Fragmento de lectura =>

☆ ☆ ☆ ☆ ☆

El nacionalismo puede causar estragos en muchos espíritus, incluso en los más selectos. Véase si no el caso de Thomas Mann, a diferencia de su hermano Heinrich, cegado por su chovinismo pangermánico en la Primera Guerra Mundial, de la que conmemoramos ahora el primer centenario.

Aquel sangriento conflicto los dividió profundamente y aumentó al mismo tiempo su rivalidad literaria. Un tercer hermano, Viktor, describió en qué modo tan distinto el estallido de la guerra los había afectado. Mientras que a Thomas le impresionó la heroicidad de sus compatriotas, Heinrich, otro gran novelista, no pudo sentir sino profunda "tristeza" por aquel "torrente de entusiasmo, ira, entrega y sacrificio".

En un escrito de 1914 titulado "Pensamientos en la guerra", Thomas Mann estableció una clara distinción entre la "Kultur" (cultura) germánica, que identificaba con el sentimiento del deber y la elevación del espíritu, y la "Zivilisation" (civilización) de la vecina Francia, superficial y prosaica.

"¿Cómo no podía el artista, el soldado que llevaba dentro el artista, alabar a Dios por el derrumbamiento de un mundo pacífico del que estaba harto, tremendamente harto?", se preguntaba Mann, quien, como otros intelectuales, vio en aquella guerra un proceso necesario de "limpieza", de "liberación.

☆ ☆ ☆ ☆ ☆

Consigna =>
Según el fragmento sobre Thomas Mann y la guerra, ¿es cierta cada afirmación? Responde sí o no y cita textualmente las palabras que lo deciden.
1. Heinrich Mann sintió tristeza ante el estallido de la guerra.
2. Thomas Mann escribió "Pensamientos en la guerra" en 1918.
3. Thomas Mann asociaba la "Zivilisation" francesa con el sentimiento del deber.
Los registros provienen de una fuente distinta.

☆ ☆ ☆ ☆ ☆

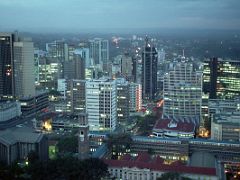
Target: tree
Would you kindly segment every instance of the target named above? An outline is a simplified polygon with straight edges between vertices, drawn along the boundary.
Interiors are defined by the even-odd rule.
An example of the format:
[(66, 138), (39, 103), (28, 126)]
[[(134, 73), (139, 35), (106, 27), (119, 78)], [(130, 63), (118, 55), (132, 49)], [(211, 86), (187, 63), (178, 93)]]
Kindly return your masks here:
[(181, 176), (178, 172), (167, 172), (157, 178), (157, 180), (191, 180), (190, 178)]
[(38, 154), (35, 151), (30, 151), (28, 153), (28, 162), (30, 164), (33, 164), (33, 163), (35, 163), (38, 160), (39, 160), (39, 157), (38, 157)]
[(65, 137), (60, 139), (57, 144), (58, 150), (62, 154), (77, 153), (78, 139), (77, 136)]
[(118, 155), (126, 153), (130, 149), (132, 138), (130, 134), (111, 134), (107, 139), (107, 146), (112, 151), (112, 159), (118, 159)]

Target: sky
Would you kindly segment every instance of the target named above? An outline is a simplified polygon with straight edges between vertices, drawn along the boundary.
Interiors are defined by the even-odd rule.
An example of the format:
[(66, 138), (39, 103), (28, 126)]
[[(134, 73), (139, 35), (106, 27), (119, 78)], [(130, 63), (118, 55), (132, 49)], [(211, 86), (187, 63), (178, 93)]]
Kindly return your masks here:
[(0, 0), (0, 31), (240, 30), (240, 0)]

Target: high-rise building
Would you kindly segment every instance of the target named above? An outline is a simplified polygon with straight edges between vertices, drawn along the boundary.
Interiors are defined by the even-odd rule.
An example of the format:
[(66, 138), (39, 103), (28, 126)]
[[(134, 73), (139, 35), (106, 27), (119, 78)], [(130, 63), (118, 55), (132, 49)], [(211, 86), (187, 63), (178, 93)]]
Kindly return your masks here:
[(86, 112), (90, 131), (114, 131), (117, 122), (116, 81), (107, 78), (86, 82)]
[(132, 57), (128, 53), (125, 53), (121, 59), (122, 76), (127, 80), (131, 80), (132, 79), (132, 71), (133, 71)]
[(35, 96), (34, 47), (30, 39), (14, 42), (15, 96)]
[[(164, 76), (163, 114), (200, 123), (202, 72), (191, 62), (176, 62)], [(181, 118), (180, 118), (181, 119)]]
[(124, 78), (117, 81), (117, 116), (119, 123), (125, 123), (129, 119), (129, 83)]
[(138, 83), (129, 84), (129, 110), (140, 111), (142, 108), (142, 85)]
[(81, 54), (74, 54), (74, 79), (85, 79), (85, 59)]
[(0, 97), (14, 96), (13, 43), (15, 35), (0, 33)]
[(90, 59), (89, 48), (78, 48), (74, 51), (74, 54), (79, 54), (85, 62), (85, 68), (92, 67), (94, 65), (93, 60)]
[(209, 99), (232, 99), (240, 95), (240, 62), (219, 58), (206, 59), (203, 92)]
[(94, 64), (107, 64), (109, 61), (109, 42), (106, 39), (95, 38), (89, 40), (90, 43), (90, 58)]
[(30, 39), (0, 33), (0, 97), (35, 95), (34, 49)]
[(69, 81), (69, 99), (68, 104), (71, 107), (71, 113), (79, 114), (86, 112), (86, 81), (72, 79)]
[(64, 62), (68, 61), (68, 45), (63, 41), (54, 41), (46, 44), (46, 50), (51, 63), (58, 64), (57, 79), (64, 78)]
[(86, 113), (78, 114), (79, 120), (79, 138), (78, 138), (78, 157), (79, 159), (89, 158), (89, 124)]
[(157, 51), (148, 38), (142, 53), (142, 93), (143, 99), (153, 100), (157, 92)]

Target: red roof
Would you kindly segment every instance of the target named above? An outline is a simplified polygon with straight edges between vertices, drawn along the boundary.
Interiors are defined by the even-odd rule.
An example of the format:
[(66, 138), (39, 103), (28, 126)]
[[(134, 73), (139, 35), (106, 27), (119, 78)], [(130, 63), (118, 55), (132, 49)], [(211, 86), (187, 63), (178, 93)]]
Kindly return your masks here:
[(189, 173), (189, 174), (199, 174), (199, 175), (216, 175), (215, 168), (204, 168), (204, 167), (191, 167), (184, 165), (166, 165), (159, 164), (156, 162), (139, 162), (139, 161), (125, 161), (125, 160), (110, 160), (105, 159), (104, 162), (110, 167), (137, 167), (139, 169), (150, 169), (155, 171), (163, 172), (179, 172), (179, 173)]
[(157, 157), (154, 158), (153, 162), (156, 163), (156, 164), (163, 164), (164, 159), (157, 156)]
[(147, 152), (140, 152), (135, 161), (136, 162), (149, 162), (150, 160), (151, 160), (151, 157)]
[[(170, 124), (175, 123), (176, 126), (170, 127)], [(171, 119), (160, 119), (158, 120), (153, 128), (155, 131), (161, 131), (161, 130), (170, 130), (170, 131), (180, 131), (180, 132), (194, 132), (195, 125), (192, 122), (175, 122)]]
[(121, 160), (123, 160), (123, 161), (129, 161), (129, 160), (131, 160), (131, 159), (132, 159), (132, 157), (131, 157), (130, 154), (124, 154), (124, 155), (121, 157)]

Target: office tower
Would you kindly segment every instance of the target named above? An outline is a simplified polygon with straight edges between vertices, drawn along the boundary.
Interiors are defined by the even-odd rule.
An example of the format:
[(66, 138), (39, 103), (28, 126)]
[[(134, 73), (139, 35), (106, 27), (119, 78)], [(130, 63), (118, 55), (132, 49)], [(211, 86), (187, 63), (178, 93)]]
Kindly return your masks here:
[(163, 49), (158, 50), (157, 52), (158, 52), (158, 64), (161, 64), (165, 60), (166, 53)]
[(132, 82), (137, 82), (137, 57), (132, 57)]
[(68, 104), (71, 107), (71, 113), (79, 114), (86, 112), (86, 81), (72, 79), (69, 81), (69, 99)]
[(95, 38), (89, 40), (90, 58), (93, 59), (95, 65), (103, 65), (109, 61), (109, 43), (108, 40)]
[(58, 64), (57, 79), (64, 78), (64, 62), (68, 61), (68, 45), (63, 41), (54, 41), (46, 44), (46, 50), (49, 61)]
[(209, 99), (232, 99), (240, 95), (240, 62), (218, 58), (206, 59), (203, 92)]
[(79, 54), (85, 62), (85, 68), (90, 68), (94, 65), (92, 59), (90, 59), (89, 48), (78, 48), (74, 51), (74, 54)]
[(45, 51), (42, 51), (38, 48), (34, 49), (34, 72), (35, 72), (35, 85), (40, 86), (40, 79), (42, 79), (42, 72), (41, 72), (41, 64), (42, 58), (44, 58), (46, 55)]
[(140, 111), (142, 108), (142, 85), (138, 83), (129, 84), (129, 110)]
[(66, 79), (58, 79), (57, 91), (61, 94), (61, 98), (65, 100), (67, 97), (67, 81), (66, 81)]
[(0, 33), (0, 97), (14, 96), (14, 34)]
[(129, 119), (129, 83), (124, 78), (117, 82), (117, 116), (119, 123), (126, 123)]
[(122, 77), (124, 77), (126, 80), (131, 80), (132, 71), (133, 71), (132, 57), (128, 53), (125, 53), (121, 59)]
[(78, 138), (78, 158), (83, 160), (89, 158), (89, 124), (86, 113), (78, 114), (79, 138)]
[(30, 39), (0, 33), (0, 96), (35, 95), (34, 49)]
[(74, 79), (85, 79), (85, 59), (81, 56), (81, 54), (74, 54), (73, 58), (74, 62)]
[(75, 45), (72, 45), (72, 44), (68, 45), (68, 61), (73, 60), (73, 55), (74, 55), (76, 48), (77, 47)]
[(90, 131), (114, 131), (117, 121), (116, 81), (107, 78), (86, 82), (86, 112)]
[(163, 114), (199, 123), (202, 105), (202, 72), (191, 62), (176, 62), (164, 76)]
[(34, 47), (30, 39), (14, 42), (15, 96), (35, 96)]
[(148, 38), (142, 53), (142, 93), (143, 99), (154, 100), (157, 92), (157, 51)]

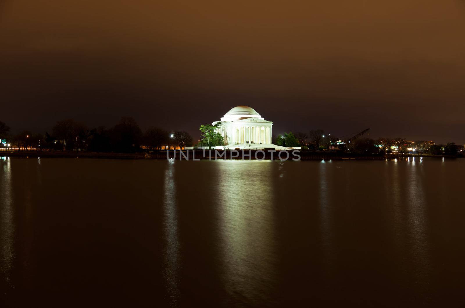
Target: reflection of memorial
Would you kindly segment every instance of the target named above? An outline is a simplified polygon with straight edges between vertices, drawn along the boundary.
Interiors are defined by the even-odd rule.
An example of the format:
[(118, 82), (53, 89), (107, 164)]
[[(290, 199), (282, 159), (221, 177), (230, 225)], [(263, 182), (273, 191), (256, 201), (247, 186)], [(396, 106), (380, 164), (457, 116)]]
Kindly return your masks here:
[(13, 287), (10, 281), (10, 272), (15, 259), (14, 211), (12, 195), (11, 167), (8, 158), (0, 157), (0, 286), (6, 283)]
[(163, 194), (163, 233), (165, 249), (163, 267), (166, 287), (172, 306), (179, 299), (179, 239), (178, 234), (178, 209), (174, 183), (174, 161), (168, 161), (165, 171)]
[[(272, 162), (219, 162), (218, 198), (225, 289), (232, 297), (266, 302), (276, 281), (275, 218), (272, 187), (245, 174), (272, 177)], [(256, 170), (255, 170), (256, 169)], [(260, 196), (260, 198), (254, 196)]]
[(250, 107), (234, 107), (221, 118), (221, 122), (217, 131), (224, 138), (226, 148), (286, 148), (272, 144), (273, 122), (265, 120)]

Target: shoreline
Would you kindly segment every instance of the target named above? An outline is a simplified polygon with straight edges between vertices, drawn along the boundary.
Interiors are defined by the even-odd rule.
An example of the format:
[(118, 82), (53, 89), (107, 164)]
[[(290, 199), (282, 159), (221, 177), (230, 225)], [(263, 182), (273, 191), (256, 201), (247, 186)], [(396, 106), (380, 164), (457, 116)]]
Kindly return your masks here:
[[(170, 158), (173, 157), (173, 150), (168, 150), (169, 153), (168, 156)], [(179, 160), (179, 150), (176, 150), (176, 160)], [(243, 159), (249, 160), (249, 152), (251, 154), (250, 160), (255, 160), (255, 153), (256, 150), (245, 150), (243, 153), (242, 151), (239, 151), (239, 156), (237, 157), (233, 156), (231, 158), (232, 152), (231, 150), (227, 150), (226, 157), (226, 159)], [(286, 151), (286, 150), (283, 150)], [(289, 154), (289, 160), (292, 157), (292, 151), (287, 151)], [(99, 153), (99, 152), (74, 152), (67, 151), (0, 151), (0, 157), (10, 157), (19, 158), (88, 158), (95, 159), (100, 158), (103, 159), (122, 159), (122, 160), (138, 160), (138, 159), (156, 159), (162, 160), (167, 159), (166, 150), (157, 150), (150, 151), (150, 154), (147, 153)], [(193, 160), (192, 155), (195, 155), (195, 160), (200, 159), (202, 160), (209, 160), (210, 156), (211, 155), (211, 160), (215, 159), (215, 152), (214, 150), (212, 150), (211, 154), (209, 155), (209, 150), (206, 150), (204, 152), (203, 150), (183, 150), (183, 154), (189, 153), (190, 156), (189, 159), (186, 160), (185, 157), (183, 157), (182, 160)], [(217, 159), (224, 159), (224, 156), (221, 157), (219, 155), (223, 154), (223, 151), (219, 151), (217, 152)], [(265, 160), (271, 160), (272, 159), (271, 154), (273, 154), (272, 159), (273, 160), (279, 160), (278, 157), (278, 152), (274, 152), (271, 154), (265, 151), (265, 155), (264, 156), (263, 154), (258, 153), (258, 156), (260, 159), (263, 157), (263, 159)], [(436, 158), (457, 158), (460, 156), (451, 156), (446, 155), (433, 155), (431, 154), (423, 154), (418, 155), (418, 154), (409, 155), (408, 154), (386, 154), (384, 155), (366, 155), (355, 154), (343, 153), (338, 152), (325, 153), (319, 151), (299, 151), (297, 152), (299, 155), (300, 156), (300, 160), (384, 160), (384, 159), (395, 159), (404, 157), (436, 157)], [(286, 156), (286, 155), (283, 155)], [(260, 159), (259, 160), (262, 160)]]

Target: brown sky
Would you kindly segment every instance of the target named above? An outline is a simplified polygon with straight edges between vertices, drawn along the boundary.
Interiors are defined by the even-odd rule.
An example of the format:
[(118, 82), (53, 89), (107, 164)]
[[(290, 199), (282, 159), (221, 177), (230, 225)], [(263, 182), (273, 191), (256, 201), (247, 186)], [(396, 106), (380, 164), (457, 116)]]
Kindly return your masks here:
[(0, 120), (465, 142), (465, 1), (0, 2)]

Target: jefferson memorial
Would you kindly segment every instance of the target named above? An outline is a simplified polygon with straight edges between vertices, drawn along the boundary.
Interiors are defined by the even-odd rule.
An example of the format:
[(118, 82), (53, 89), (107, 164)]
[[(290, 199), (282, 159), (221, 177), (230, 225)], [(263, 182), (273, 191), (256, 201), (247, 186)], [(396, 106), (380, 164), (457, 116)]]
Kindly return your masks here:
[(258, 112), (247, 106), (237, 106), (226, 113), (220, 121), (216, 132), (224, 138), (225, 149), (271, 149), (284, 150), (286, 147), (272, 143), (273, 122), (267, 121)]

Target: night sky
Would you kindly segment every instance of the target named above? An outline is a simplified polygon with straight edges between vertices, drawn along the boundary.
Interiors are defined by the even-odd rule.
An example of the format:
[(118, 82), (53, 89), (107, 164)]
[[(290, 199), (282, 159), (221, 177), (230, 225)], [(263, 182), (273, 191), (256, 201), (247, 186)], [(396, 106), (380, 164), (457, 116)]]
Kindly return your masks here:
[(465, 1), (3, 0), (13, 133), (133, 116), (185, 130), (245, 105), (273, 134), (465, 143)]

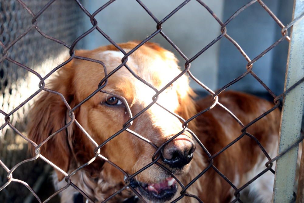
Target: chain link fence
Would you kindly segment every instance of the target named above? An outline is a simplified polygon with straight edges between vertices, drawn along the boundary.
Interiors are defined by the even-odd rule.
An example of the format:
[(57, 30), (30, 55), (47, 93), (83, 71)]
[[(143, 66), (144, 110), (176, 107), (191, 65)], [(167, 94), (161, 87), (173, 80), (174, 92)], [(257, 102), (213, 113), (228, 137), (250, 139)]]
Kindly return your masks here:
[[(0, 151), (1, 153), (0, 155), (0, 165), (1, 166), (1, 167), (0, 167), (0, 191), (1, 191), (0, 192), (0, 198), (3, 198), (5, 201), (20, 202), (22, 201), (21, 200), (24, 198), (24, 196), (22, 197), (22, 195), (26, 194), (26, 191), (28, 192), (29, 191), (39, 202), (42, 202), (42, 200), (40, 199), (30, 186), (33, 184), (33, 182), (36, 178), (36, 173), (38, 172), (36, 171), (40, 170), (39, 169), (41, 168), (42, 164), (34, 161), (37, 159), (42, 159), (48, 164), (59, 170), (65, 176), (65, 180), (67, 183), (67, 184), (65, 187), (54, 193), (45, 200), (44, 202), (47, 202), (51, 199), (57, 194), (66, 189), (70, 186), (73, 187), (79, 191), (86, 199), (87, 201), (94, 202), (93, 200), (71, 181), (71, 177), (84, 167), (91, 164), (92, 162), (93, 162), (95, 158), (98, 157), (119, 170), (126, 177), (125, 180), (125, 185), (120, 190), (106, 198), (105, 201), (111, 199), (129, 187), (134, 192), (135, 195), (137, 195), (143, 202), (145, 202), (146, 200), (144, 198), (137, 192), (130, 184), (132, 179), (154, 164), (156, 164), (164, 170), (168, 170), (165, 166), (157, 162), (160, 157), (159, 156), (157, 156), (157, 153), (166, 144), (186, 131), (192, 135), (199, 144), (199, 146), (198, 147), (201, 147), (208, 156), (209, 164), (206, 168), (201, 169), (202, 172), (186, 185), (183, 185), (176, 179), (182, 190), (180, 193), (180, 195), (173, 201), (174, 202), (178, 201), (185, 196), (195, 198), (198, 201), (202, 202), (196, 195), (188, 193), (187, 189), (208, 170), (214, 170), (233, 188), (234, 191), (235, 198), (232, 202), (233, 202), (237, 201), (243, 202), (240, 198), (240, 192), (263, 174), (268, 171), (274, 174), (275, 173), (275, 171), (271, 168), (274, 162), (280, 159), (283, 154), (291, 149), (296, 147), (303, 139), (302, 135), (300, 139), (292, 145), (287, 149), (281, 152), (277, 156), (271, 157), (259, 141), (253, 135), (247, 132), (246, 129), (262, 118), (279, 107), (281, 103), (280, 99), (285, 96), (286, 94), (299, 84), (302, 84), (304, 81), (304, 78), (280, 95), (277, 96), (254, 73), (254, 64), (282, 41), (285, 40), (288, 41), (290, 40), (290, 38), (288, 34), (288, 29), (296, 22), (301, 20), (301, 19), (304, 15), (304, 13), (294, 19), (290, 23), (285, 25), (283, 24), (262, 1), (253, 0), (249, 2), (236, 11), (228, 19), (223, 21), (217, 17), (216, 14), (213, 13), (203, 1), (196, 0), (200, 5), (206, 9), (220, 25), (221, 33), (195, 56), (189, 58), (185, 55), (174, 42), (166, 35), (166, 33), (163, 31), (162, 28), (163, 23), (181, 8), (187, 4), (190, 0), (185, 1), (163, 19), (161, 19), (157, 18), (149, 8), (140, 0), (136, 0), (143, 9), (155, 22), (156, 29), (155, 32), (144, 40), (139, 43), (137, 46), (128, 53), (126, 53), (104, 32), (98, 26), (98, 22), (94, 18), (97, 14), (102, 12), (103, 9), (115, 1), (114, 0), (109, 1), (93, 13), (90, 13), (86, 10), (79, 0), (75, 0), (74, 1), (51, 0), (39, 2), (16, 0), (16, 1), (7, 1), (0, 2), (0, 11), (2, 13), (0, 16), (0, 22), (1, 23), (0, 45), (2, 53), (0, 59), (0, 64), (1, 66), (0, 67), (0, 77), (1, 78), (0, 89), (2, 93), (2, 95), (0, 97), (0, 103), (1, 104), (0, 105), (1, 107), (0, 113), (2, 115), (2, 119), (3, 121), (2, 123), (0, 124), (2, 125), (0, 127), (0, 130), (1, 130), (2, 133), (2, 135), (0, 137), (1, 139)], [(260, 54), (252, 59), (247, 55), (237, 42), (229, 35), (226, 26), (233, 21), (233, 19), (239, 13), (242, 12), (245, 12), (246, 9), (254, 4), (259, 4), (264, 9), (265, 12), (269, 14), (274, 20), (282, 28), (282, 37), (278, 39), (277, 41)], [(304, 12), (304, 11), (303, 11)], [(75, 31), (75, 28), (79, 26), (79, 21), (81, 19), (79, 17), (80, 15), (84, 14), (86, 15), (86, 17), (90, 19), (92, 24), (92, 28), (81, 34), (78, 35), (77, 32)], [(114, 70), (109, 73), (106, 75), (100, 82), (98, 86), (96, 87), (96, 89), (93, 93), (71, 109), (67, 104), (66, 99), (60, 93), (52, 91), (45, 87), (44, 81), (54, 74), (56, 71), (73, 58), (88, 60), (104, 65), (102, 61), (77, 56), (75, 54), (74, 51), (75, 46), (77, 44), (78, 45), (79, 43), (81, 42), (81, 39), (95, 30), (98, 32), (101, 36), (105, 37), (110, 43), (121, 52), (124, 56), (122, 59), (121, 64)], [(78, 167), (70, 174), (66, 174), (62, 170), (60, 170), (60, 169), (40, 154), (40, 148), (42, 145), (47, 142), (52, 142), (51, 140), (50, 140), (50, 138), (56, 136), (58, 133), (61, 131), (64, 130), (73, 122), (76, 124), (78, 127), (82, 130), (84, 130), (78, 122), (76, 122), (77, 121), (74, 119), (73, 112), (99, 91), (105, 92), (103, 89), (106, 86), (108, 79), (119, 68), (125, 67), (136, 78), (151, 87), (150, 85), (147, 81), (141, 79), (133, 72), (126, 64), (126, 62), (128, 56), (157, 35), (161, 35), (163, 37), (184, 59), (185, 68), (181, 74), (177, 75), (176, 78), (166, 85), (161, 90), (159, 91), (155, 90), (156, 93), (154, 96), (154, 99), (153, 102), (147, 108), (138, 114), (132, 116), (130, 114), (130, 110), (129, 109), (127, 111), (130, 114), (131, 118), (122, 126), (120, 130), (113, 135), (103, 143), (98, 145), (94, 141), (90, 135), (86, 134), (86, 135), (96, 147), (95, 156), (92, 157), (92, 159), (90, 161)], [(195, 76), (191, 73), (190, 64), (192, 62), (210, 47), (223, 38), (226, 38), (235, 46), (236, 48), (239, 51), (240, 54), (241, 54), (247, 61), (247, 64), (246, 67), (244, 67), (244, 72), (243, 74), (220, 88), (216, 92), (214, 92), (204, 85), (202, 82), (197, 79)], [(67, 51), (69, 52), (70, 57), (67, 60), (64, 61), (63, 57), (64, 57), (63, 56), (64, 55), (65, 52), (66, 52)], [(106, 67), (104, 67), (106, 69)], [(184, 74), (188, 75), (192, 79), (212, 96), (212, 100), (214, 105), (198, 113), (195, 115), (192, 115), (192, 117), (188, 120), (183, 120), (182, 125), (183, 128), (183, 131), (172, 137), (159, 147), (156, 147), (150, 141), (132, 131), (128, 128), (132, 124), (132, 121), (152, 105), (154, 104), (159, 105), (157, 102), (158, 96)], [(231, 112), (227, 110), (227, 113), (229, 113), (235, 120), (236, 122), (237, 122), (242, 127), (242, 130), (240, 132), (240, 135), (216, 154), (211, 154), (204, 146), (203, 143), (202, 143), (196, 135), (188, 128), (188, 124), (197, 117), (203, 114), (204, 113), (209, 110), (215, 105), (221, 105), (220, 103), (217, 102), (218, 97), (220, 96), (221, 93), (226, 88), (248, 75), (251, 75), (255, 78), (273, 97), (274, 107), (246, 125), (244, 125), (237, 117)], [(39, 86), (37, 87), (37, 84), (39, 84)], [(21, 88), (23, 89), (21, 89)], [(23, 132), (26, 124), (26, 116), (29, 107), (32, 103), (33, 98), (39, 93), (43, 91), (48, 92), (60, 96), (62, 102), (64, 103), (69, 110), (69, 115), (71, 121), (64, 126), (62, 126), (55, 133), (51, 135), (47, 139), (41, 143), (35, 143), (28, 138), (25, 135), (26, 133)], [(224, 107), (223, 107), (224, 108)], [(174, 115), (173, 112), (172, 114)], [(179, 119), (181, 119), (183, 120), (177, 115), (175, 115)], [(56, 119), (54, 118), (54, 119)], [(141, 139), (155, 148), (156, 151), (154, 154), (153, 155), (152, 161), (146, 167), (130, 175), (128, 174), (119, 166), (112, 162), (111, 160), (108, 160), (103, 156), (100, 153), (100, 149), (102, 147), (114, 138), (116, 136), (118, 136), (119, 138), (120, 134), (124, 131), (127, 131), (133, 134), (135, 137), (134, 139), (139, 138)], [(214, 166), (213, 164), (213, 160), (217, 156), (222, 153), (234, 143), (238, 142), (244, 136), (247, 136), (256, 142), (268, 161), (265, 163), (266, 167), (264, 170), (260, 172), (260, 173), (256, 176), (252, 177), (250, 181), (242, 186), (237, 188), (237, 186), (233, 185), (231, 180), (229, 180)], [(28, 143), (29, 143), (36, 148), (36, 155), (34, 157), (28, 158), (28, 157), (27, 158), (24, 156), (25, 153), (25, 152), (26, 150), (26, 144)], [(17, 149), (22, 150), (17, 151)], [(30, 166), (30, 167), (29, 167), (29, 166)], [(174, 174), (171, 173), (171, 174), (173, 177), (176, 178)], [(25, 177), (27, 177), (28, 178), (25, 180), (24, 178)], [(12, 184), (13, 182), (21, 184), (24, 186), (20, 187), (20, 184)], [(16, 190), (20, 191), (20, 194), (17, 195), (13, 193), (13, 191)], [(26, 191), (23, 191), (25, 190)], [(11, 195), (11, 194), (14, 194), (13, 196), (12, 196)]]
[[(26, 0), (24, 3), (36, 13), (48, 2)], [(0, 41), (8, 45), (15, 40), (6, 56), (24, 64), (44, 75), (62, 62), (68, 51), (57, 43), (48, 40), (32, 26), (33, 16), (23, 4), (16, 1), (0, 2)], [(77, 4), (69, 1), (57, 1), (40, 16), (39, 28), (48, 34), (69, 43), (77, 37), (75, 28), (79, 26), (81, 13)], [(43, 22), (47, 22), (47, 23)], [(28, 33), (22, 38), (20, 35)], [(3, 53), (5, 48), (0, 47)], [(2, 57), (4, 55), (2, 56)], [(2, 58), (0, 64), (0, 109), (9, 112), (17, 107), (36, 91), (37, 79), (30, 72), (20, 68), (18, 63), (12, 63)], [(39, 79), (38, 81), (39, 81)], [(39, 82), (38, 82), (39, 83)], [(26, 115), (33, 100), (30, 100), (10, 117), (10, 122), (20, 132), (25, 131), (27, 123)], [(2, 121), (4, 117), (1, 117)], [(9, 168), (28, 158), (27, 142), (9, 128), (2, 126), (0, 131), (0, 159)], [(14, 177), (21, 178), (33, 185), (42, 172), (43, 162), (33, 162), (21, 165), (14, 172)], [(7, 173), (0, 167), (0, 184), (7, 180)], [(18, 191), (19, 195), (16, 195)], [(0, 192), (2, 202), (22, 202), (29, 191), (18, 184), (11, 184)]]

☆ ☆ ☆ ☆ ☆

Respuesta final =>
1. Sí: «Heinrich, otro gran novelista, no pudo sentir sino profunda "tristeza"».
2. No: «En un escrito de 1914 titulado "Pensamientos en la guerra"».
3. No: «la "Zivilisation" (civilización) de la vecina Francia, superficial y prosaica».